__Work item A__: In the court opinion, what name did the plat give the subdivision?
::: Study text :::
McMullin v. Hauer
McMullin v. Hauer
Opinion
¶ 1 This land dispute concerns the ownership of seventeen acres of "common open space" in a purported common-interest community. Twenty years ago, Petitioners Crea and Martha McMullin ("the McMullins") acquired thirty acres of land in Rio Blanco County, intending to develop a rural subdivision. The McMullins recorded a final plat, which created seven lots along with seventeen acres of common open space, and entered into a subdivision agreement with the County. The plat identified the subdivision as "Two Rivers Estates."
¶ 2 For the next eight years, the McMullins were unable to sell any of the lots. During that time, the McMullins mortgaged six of the seven lots to finance the construction of a family lodge on one of the lots. They did not mortgage or encumber the common open space. When the McMullins became unable to pay the loans, the mortgagee foreclosed on Lots 2 and 3, which were then purchased by Respondents Joseph and Kelly Conrado ("the Conrados") and John and Sena Hauer ("the Hauers"), respectively. Still under financial strain, the McMullins also sold Lot 1 to the Hauers and Lots 4, 5, 6, and 7 to Lincoln Trust Company FBO John Hauer.
:::
__Work item B__: Present every line of the records below as a numbered list, leaving out any blank lines.
::: The records :::
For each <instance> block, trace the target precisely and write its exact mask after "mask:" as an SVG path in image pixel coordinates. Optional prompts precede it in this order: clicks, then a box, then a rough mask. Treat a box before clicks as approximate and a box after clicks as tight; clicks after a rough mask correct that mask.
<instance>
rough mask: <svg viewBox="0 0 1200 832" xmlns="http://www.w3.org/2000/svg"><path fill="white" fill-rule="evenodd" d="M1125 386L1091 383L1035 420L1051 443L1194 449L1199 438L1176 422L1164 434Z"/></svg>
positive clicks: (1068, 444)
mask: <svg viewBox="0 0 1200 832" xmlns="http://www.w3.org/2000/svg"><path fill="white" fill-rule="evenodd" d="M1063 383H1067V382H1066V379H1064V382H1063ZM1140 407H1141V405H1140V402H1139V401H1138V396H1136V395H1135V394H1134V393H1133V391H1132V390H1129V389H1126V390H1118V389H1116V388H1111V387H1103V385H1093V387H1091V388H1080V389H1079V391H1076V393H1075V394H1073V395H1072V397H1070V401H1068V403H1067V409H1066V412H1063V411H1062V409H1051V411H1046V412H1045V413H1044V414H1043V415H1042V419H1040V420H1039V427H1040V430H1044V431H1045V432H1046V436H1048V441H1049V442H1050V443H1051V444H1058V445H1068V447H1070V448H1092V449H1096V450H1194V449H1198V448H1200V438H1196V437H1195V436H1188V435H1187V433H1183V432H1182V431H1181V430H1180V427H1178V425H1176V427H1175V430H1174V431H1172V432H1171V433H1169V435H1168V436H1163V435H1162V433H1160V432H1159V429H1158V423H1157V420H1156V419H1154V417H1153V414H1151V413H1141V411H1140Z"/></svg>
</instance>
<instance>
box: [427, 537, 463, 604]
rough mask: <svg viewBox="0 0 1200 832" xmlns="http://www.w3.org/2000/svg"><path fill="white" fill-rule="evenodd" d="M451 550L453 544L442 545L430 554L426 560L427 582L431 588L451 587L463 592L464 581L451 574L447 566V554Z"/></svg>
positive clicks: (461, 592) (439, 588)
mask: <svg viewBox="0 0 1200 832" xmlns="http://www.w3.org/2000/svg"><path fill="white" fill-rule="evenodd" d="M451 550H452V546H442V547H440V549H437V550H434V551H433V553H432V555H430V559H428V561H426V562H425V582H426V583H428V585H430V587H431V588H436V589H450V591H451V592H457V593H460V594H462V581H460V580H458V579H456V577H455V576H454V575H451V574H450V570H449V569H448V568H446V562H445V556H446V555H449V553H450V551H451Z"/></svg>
:::
__Response area A__: Two Rivers Estates.

__Response area B__:
1. For each <instance> block, trace the target precisely and write its exact mask after "mask:" as an SVG path in image pixel coordinates. Optional prompts precede it in this order: clicks, then a box, then a rough mask. Treat a box before clicks as approximate and a box after clicks as tight; clicks after a rough mask correct that mask.
2. <instance>
3. rough mask: <svg viewBox="0 0 1200 832" xmlns="http://www.w3.org/2000/svg"><path fill="white" fill-rule="evenodd" d="M1125 386L1091 383L1035 420L1051 443L1194 449L1199 438L1176 422L1164 434Z"/></svg>
4. positive clicks: (1068, 444)
5. mask: <svg viewBox="0 0 1200 832" xmlns="http://www.w3.org/2000/svg"><path fill="white" fill-rule="evenodd" d="M1063 383H1067V382H1066V379H1064V382H1063ZM1140 407H1141V405H1140V402H1139V401H1138V396H1136V395H1135V394H1134V393H1133V391H1132V390H1129V389H1126V390H1118V389H1116V388H1111V387H1103V385H1093V387H1091V388H1080V389H1079V391H1076V393H1075V394H1073V395H1072V397H1070V401H1068V403H1067V409H1066V412H1063V411H1062V409H1051V411H1046V412H1045V413H1044V414H1043V415H1042V419H1040V420H1039V427H1040V430H1044V431H1045V432H1046V436H1048V441H1049V442H1050V443H1051V444H1058V445H1068V447H1070V448H1092V449H1096V450H1194V449H1198V448H1200V438H1196V437H1195V436H1188V435H1187V433H1183V432H1182V431H1181V430H1180V427H1178V425H1176V427H1175V430H1174V431H1172V432H1171V433H1169V435H1168V436H1163V435H1162V433H1160V432H1159V429H1158V423H1157V420H1156V419H1154V417H1153V414H1151V413H1141V411H1140Z"/></svg>
6. </instance>
7. <instance>
8. box: [427, 537, 463, 604]
9. rough mask: <svg viewBox="0 0 1200 832" xmlns="http://www.w3.org/2000/svg"><path fill="white" fill-rule="evenodd" d="M451 550L453 544L442 545L430 554L426 560L427 582L431 588L451 587L463 592L464 581L451 574L447 566V554Z"/></svg>
10. positive clicks: (461, 592) (439, 588)
11. mask: <svg viewBox="0 0 1200 832" xmlns="http://www.w3.org/2000/svg"><path fill="white" fill-rule="evenodd" d="M451 550H452V546H442V547H440V549H437V550H434V551H433V553H432V555H430V559H428V561H426V562H425V582H426V583H428V585H430V587H431V588H436V589H450V591H451V592H457V593H460V594H462V581H460V580H458V579H456V577H455V576H454V575H451V574H450V570H449V569H448V568H446V562H445V556H446V555H449V553H450V551H451Z"/></svg>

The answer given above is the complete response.